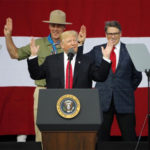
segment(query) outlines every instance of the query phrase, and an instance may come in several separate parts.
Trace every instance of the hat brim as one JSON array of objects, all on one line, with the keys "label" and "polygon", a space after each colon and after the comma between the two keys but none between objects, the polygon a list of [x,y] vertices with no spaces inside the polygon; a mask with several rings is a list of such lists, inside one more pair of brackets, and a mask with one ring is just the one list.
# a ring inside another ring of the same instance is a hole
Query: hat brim
[{"label": "hat brim", "polygon": [[70,22],[60,23],[60,22],[51,22],[51,21],[46,21],[46,20],[44,20],[44,21],[42,21],[42,22],[44,22],[44,23],[53,23],[53,24],[62,24],[62,25],[72,24],[72,23],[70,23]]}]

----------

* **Exercise prompt**
Reproduce every line of the records above verbatim, leaving out the pictures.

* **Answer**
segment(query) outlines every instance of the query phrase, and an instance may come in several separate parts.
Trace every instance of the hat brim as one JSON array of objects, all on one line, with the keys "label" and "polygon", a space after each colon and after the comma between the two keys but none between objects, the polygon a list of [x,y] vertices with no spaces inside the polygon; a mask with several rings is a list of such lists, inside one more pair of brackets, and a mask with one ring is just the one list.
# a ring inside another ring of the same instance is a hole
Query: hat brim
[{"label": "hat brim", "polygon": [[70,22],[60,23],[60,22],[51,22],[51,21],[46,21],[46,20],[44,20],[44,21],[42,21],[42,22],[44,22],[44,23],[53,23],[53,24],[62,24],[62,25],[72,24],[72,23],[70,23]]}]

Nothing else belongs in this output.